* [What you should do]:
Reproduce the records below word for word, leaving every line unchanged.

Stored records from a collection:
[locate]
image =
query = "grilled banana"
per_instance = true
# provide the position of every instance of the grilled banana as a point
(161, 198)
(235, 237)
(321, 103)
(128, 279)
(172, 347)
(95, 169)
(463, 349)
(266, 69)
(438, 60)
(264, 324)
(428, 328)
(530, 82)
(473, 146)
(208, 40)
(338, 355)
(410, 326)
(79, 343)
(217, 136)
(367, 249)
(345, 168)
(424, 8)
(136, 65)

* [Exercise result]:
[locate]
image =
query = "grilled banana"
per_instance = true
# provide the position of every instance of the grilled banana as a point
(161, 198)
(235, 237)
(321, 103)
(128, 279)
(172, 347)
(95, 169)
(463, 349)
(266, 69)
(438, 60)
(264, 324)
(428, 328)
(530, 82)
(473, 146)
(208, 40)
(338, 355)
(410, 326)
(79, 343)
(217, 136)
(367, 249)
(345, 168)
(424, 8)
(136, 65)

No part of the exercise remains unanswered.